SET EXERCISE —
Recast every line of the material below as a numbered list, skipping any blank lines. Leave the pictures out of your list.

[A block of data]
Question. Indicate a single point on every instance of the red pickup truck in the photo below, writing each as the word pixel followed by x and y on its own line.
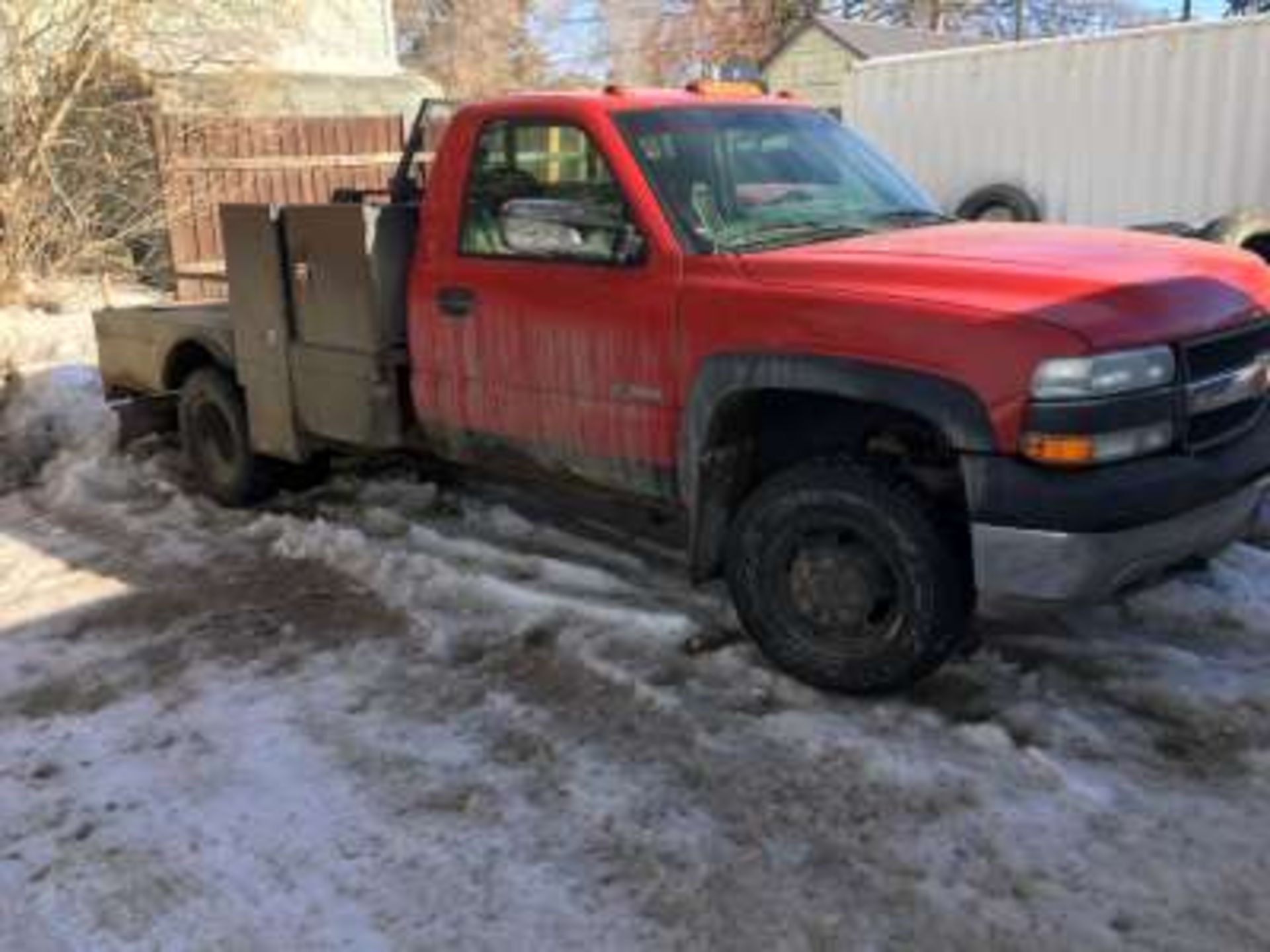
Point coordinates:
pixel 732 307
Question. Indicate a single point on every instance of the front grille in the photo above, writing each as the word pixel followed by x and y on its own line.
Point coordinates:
pixel 1206 361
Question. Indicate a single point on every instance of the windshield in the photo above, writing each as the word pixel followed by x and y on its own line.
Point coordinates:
pixel 745 178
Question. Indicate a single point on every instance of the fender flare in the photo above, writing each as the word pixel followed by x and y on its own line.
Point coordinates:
pixel 185 344
pixel 952 408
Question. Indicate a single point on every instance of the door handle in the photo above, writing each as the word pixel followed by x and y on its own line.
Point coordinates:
pixel 456 302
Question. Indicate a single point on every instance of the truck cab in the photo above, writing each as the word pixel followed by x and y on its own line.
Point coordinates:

EXERCISE SOLUTION —
1. Question. Indicate a single point on every instance of the red pickup truck in the photo below, writing each as the word pixel followed by x and y on its own line.
2. Point coordinates:
3. pixel 732 307
4. Question. Indicate a single point on every instance of the front grille in the photo above, writing each as the word pixel followed by x and y on its own line.
5. Point coordinates:
6. pixel 1206 361
7. Question. Indicate a single point on every instance of the windshield in the photo above, writing each as the word pixel followed by x and y on its own line.
8. Point coordinates:
9. pixel 745 178
10. Question. Indicate a single point on every instance of the fender flare in the photo above, writing each as the word pixel followed by x and y on its own line.
11. Point coordinates:
12. pixel 185 344
13. pixel 952 408
14. Question. Indicate a single point on every instance of the door handle in the photo above, writing each as the word pixel followed by x and y on its own line.
15. Point coordinates:
16. pixel 456 302
17. Question. Indicate a single point on every instance of the truck cab in the photo above, writing each as the word pixel followed by x and y on its own line.
18. Point coordinates:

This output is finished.